◆ Work item
In the listing that follows, retype every line from the first through the one containing "roi: black leggings". Pictures are to be left out.

◆ Data to process

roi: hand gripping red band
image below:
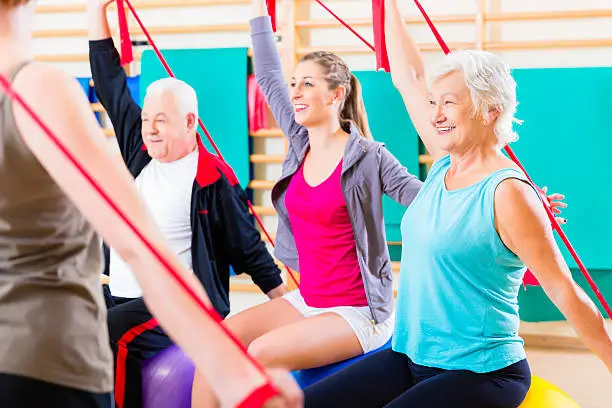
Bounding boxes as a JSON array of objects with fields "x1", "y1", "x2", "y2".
[
  {"x1": 116, "y1": 0, "x2": 134, "y2": 66},
  {"x1": 237, "y1": 383, "x2": 279, "y2": 408},
  {"x1": 122, "y1": 0, "x2": 300, "y2": 289},
  {"x1": 0, "y1": 75, "x2": 279, "y2": 407}
]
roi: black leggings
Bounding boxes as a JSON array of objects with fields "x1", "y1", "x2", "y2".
[
  {"x1": 305, "y1": 348, "x2": 531, "y2": 408},
  {"x1": 0, "y1": 373, "x2": 113, "y2": 407}
]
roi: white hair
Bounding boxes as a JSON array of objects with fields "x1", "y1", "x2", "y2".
[
  {"x1": 431, "y1": 50, "x2": 521, "y2": 147},
  {"x1": 145, "y1": 77, "x2": 199, "y2": 122}
]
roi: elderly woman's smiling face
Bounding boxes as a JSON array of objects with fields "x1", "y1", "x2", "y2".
[{"x1": 428, "y1": 70, "x2": 499, "y2": 154}]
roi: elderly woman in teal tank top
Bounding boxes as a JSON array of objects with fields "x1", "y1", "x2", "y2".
[{"x1": 303, "y1": 1, "x2": 612, "y2": 407}]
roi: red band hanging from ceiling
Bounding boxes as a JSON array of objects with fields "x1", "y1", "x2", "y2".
[
  {"x1": 117, "y1": 0, "x2": 134, "y2": 66},
  {"x1": 267, "y1": 0, "x2": 277, "y2": 32},
  {"x1": 371, "y1": 0, "x2": 390, "y2": 71}
]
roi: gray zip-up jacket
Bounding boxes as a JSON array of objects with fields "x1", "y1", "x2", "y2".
[{"x1": 251, "y1": 16, "x2": 423, "y2": 323}]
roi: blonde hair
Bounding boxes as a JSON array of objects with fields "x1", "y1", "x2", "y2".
[{"x1": 300, "y1": 51, "x2": 372, "y2": 140}]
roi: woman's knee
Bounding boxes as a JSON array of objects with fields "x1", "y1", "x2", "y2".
[{"x1": 247, "y1": 336, "x2": 278, "y2": 367}]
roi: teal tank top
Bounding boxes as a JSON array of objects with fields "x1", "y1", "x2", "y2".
[{"x1": 393, "y1": 155, "x2": 534, "y2": 373}]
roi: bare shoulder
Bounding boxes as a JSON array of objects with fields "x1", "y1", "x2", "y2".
[
  {"x1": 10, "y1": 62, "x2": 101, "y2": 151},
  {"x1": 12, "y1": 62, "x2": 86, "y2": 106},
  {"x1": 13, "y1": 62, "x2": 93, "y2": 120},
  {"x1": 495, "y1": 175, "x2": 545, "y2": 229},
  {"x1": 14, "y1": 62, "x2": 71, "y2": 87},
  {"x1": 496, "y1": 177, "x2": 535, "y2": 204}
]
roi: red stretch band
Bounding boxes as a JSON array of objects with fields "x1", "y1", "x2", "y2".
[
  {"x1": 123, "y1": 0, "x2": 300, "y2": 289},
  {"x1": 236, "y1": 383, "x2": 279, "y2": 408},
  {"x1": 313, "y1": 0, "x2": 376, "y2": 52},
  {"x1": 0, "y1": 74, "x2": 278, "y2": 405},
  {"x1": 267, "y1": 0, "x2": 277, "y2": 32},
  {"x1": 372, "y1": 0, "x2": 390, "y2": 71},
  {"x1": 116, "y1": 0, "x2": 134, "y2": 66}
]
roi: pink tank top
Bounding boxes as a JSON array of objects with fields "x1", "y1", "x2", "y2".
[{"x1": 285, "y1": 159, "x2": 368, "y2": 308}]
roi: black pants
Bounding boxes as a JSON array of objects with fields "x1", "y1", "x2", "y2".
[
  {"x1": 105, "y1": 288, "x2": 173, "y2": 408},
  {"x1": 305, "y1": 348, "x2": 531, "y2": 408},
  {"x1": 0, "y1": 373, "x2": 113, "y2": 407}
]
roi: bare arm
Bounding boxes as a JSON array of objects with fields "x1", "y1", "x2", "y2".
[
  {"x1": 384, "y1": 0, "x2": 445, "y2": 161},
  {"x1": 87, "y1": 0, "x2": 113, "y2": 41},
  {"x1": 11, "y1": 64, "x2": 274, "y2": 407},
  {"x1": 496, "y1": 179, "x2": 612, "y2": 373},
  {"x1": 250, "y1": 0, "x2": 302, "y2": 140},
  {"x1": 87, "y1": 0, "x2": 143, "y2": 160}
]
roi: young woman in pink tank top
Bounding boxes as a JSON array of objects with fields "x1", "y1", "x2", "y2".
[{"x1": 192, "y1": 3, "x2": 419, "y2": 401}]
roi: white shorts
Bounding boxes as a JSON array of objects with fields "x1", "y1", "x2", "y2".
[{"x1": 282, "y1": 290, "x2": 394, "y2": 354}]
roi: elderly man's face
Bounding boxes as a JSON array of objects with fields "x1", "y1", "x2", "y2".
[{"x1": 141, "y1": 90, "x2": 196, "y2": 162}]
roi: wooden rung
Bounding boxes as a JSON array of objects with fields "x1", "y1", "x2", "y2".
[
  {"x1": 251, "y1": 206, "x2": 277, "y2": 216},
  {"x1": 229, "y1": 281, "x2": 262, "y2": 293},
  {"x1": 486, "y1": 9, "x2": 612, "y2": 22},
  {"x1": 296, "y1": 14, "x2": 474, "y2": 29},
  {"x1": 35, "y1": 4, "x2": 85, "y2": 13},
  {"x1": 91, "y1": 103, "x2": 105, "y2": 113},
  {"x1": 249, "y1": 180, "x2": 276, "y2": 190},
  {"x1": 129, "y1": 24, "x2": 249, "y2": 36},
  {"x1": 35, "y1": 53, "x2": 142, "y2": 63},
  {"x1": 392, "y1": 262, "x2": 400, "y2": 272},
  {"x1": 486, "y1": 38, "x2": 612, "y2": 50},
  {"x1": 35, "y1": 54, "x2": 91, "y2": 63},
  {"x1": 250, "y1": 128, "x2": 285, "y2": 138},
  {"x1": 297, "y1": 42, "x2": 475, "y2": 55},
  {"x1": 250, "y1": 154, "x2": 285, "y2": 164},
  {"x1": 260, "y1": 232, "x2": 277, "y2": 243},
  {"x1": 124, "y1": 0, "x2": 251, "y2": 9},
  {"x1": 419, "y1": 154, "x2": 433, "y2": 164},
  {"x1": 34, "y1": 28, "x2": 89, "y2": 38},
  {"x1": 103, "y1": 128, "x2": 116, "y2": 137},
  {"x1": 35, "y1": 0, "x2": 251, "y2": 13}
]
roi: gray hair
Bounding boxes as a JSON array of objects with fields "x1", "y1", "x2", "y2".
[
  {"x1": 145, "y1": 78, "x2": 199, "y2": 123},
  {"x1": 432, "y1": 50, "x2": 521, "y2": 146}
]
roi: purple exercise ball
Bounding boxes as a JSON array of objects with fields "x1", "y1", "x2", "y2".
[{"x1": 142, "y1": 345, "x2": 195, "y2": 408}]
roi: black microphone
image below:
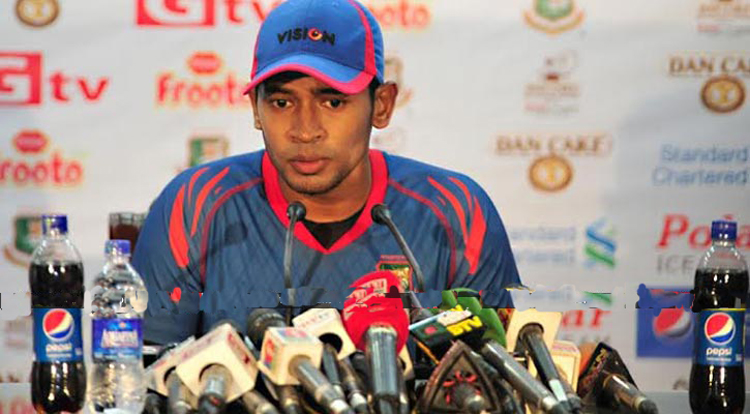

◆ Task answer
roi: hand gripping red band
image below:
Bounding boxes as a JSON array of objects with fields "x1", "y1", "x2", "y2".
[
  {"x1": 116, "y1": 0, "x2": 134, "y2": 66},
  {"x1": 237, "y1": 383, "x2": 279, "y2": 408},
  {"x1": 122, "y1": 0, "x2": 300, "y2": 289},
  {"x1": 0, "y1": 75, "x2": 279, "y2": 407}
]
roi: black leggings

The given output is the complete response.